(Records provided)
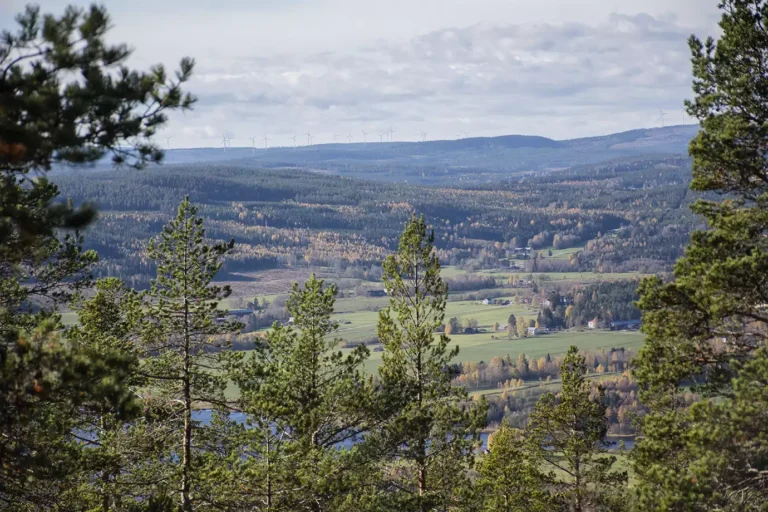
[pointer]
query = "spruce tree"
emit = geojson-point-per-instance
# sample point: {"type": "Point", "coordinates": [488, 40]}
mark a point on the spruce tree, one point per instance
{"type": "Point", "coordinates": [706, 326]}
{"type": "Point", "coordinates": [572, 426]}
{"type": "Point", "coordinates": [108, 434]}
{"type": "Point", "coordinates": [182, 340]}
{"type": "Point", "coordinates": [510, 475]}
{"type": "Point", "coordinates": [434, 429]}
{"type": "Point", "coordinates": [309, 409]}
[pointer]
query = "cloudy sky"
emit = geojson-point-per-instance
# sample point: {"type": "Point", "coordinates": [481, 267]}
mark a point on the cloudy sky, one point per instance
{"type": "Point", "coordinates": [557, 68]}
(End Records provided)
## Brief
Give the entries above again, exactly as written and free of images.

## Completed task
[pointer]
query = "spruce tree"
emit = geojson-point-per-instance
# sample point: {"type": "Point", "coordinates": [488, 40]}
mark a point on the spruce tree, one point per instance
{"type": "Point", "coordinates": [706, 326]}
{"type": "Point", "coordinates": [572, 426]}
{"type": "Point", "coordinates": [108, 434]}
{"type": "Point", "coordinates": [182, 340]}
{"type": "Point", "coordinates": [510, 475]}
{"type": "Point", "coordinates": [434, 429]}
{"type": "Point", "coordinates": [309, 409]}
[pointer]
query = "cloudy sky"
emit = geojson-point-per-instance
# sample point: {"type": "Point", "coordinates": [481, 267]}
mark a point on the cloudy sky, one point per instance
{"type": "Point", "coordinates": [557, 68]}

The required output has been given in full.